• _Problem description_: What's wanted is the full listing, reproduced exactly.

::: Listed entries :::

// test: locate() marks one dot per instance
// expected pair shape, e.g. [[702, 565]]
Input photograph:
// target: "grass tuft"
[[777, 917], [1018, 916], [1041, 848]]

:::

• _Task result_:
// test: locate() marks one dot per instance
// expected pair shape, e.g. [[702, 565]]
Input photograph:
// target: "grass tuft"
[[777, 917], [1018, 916], [1041, 848]]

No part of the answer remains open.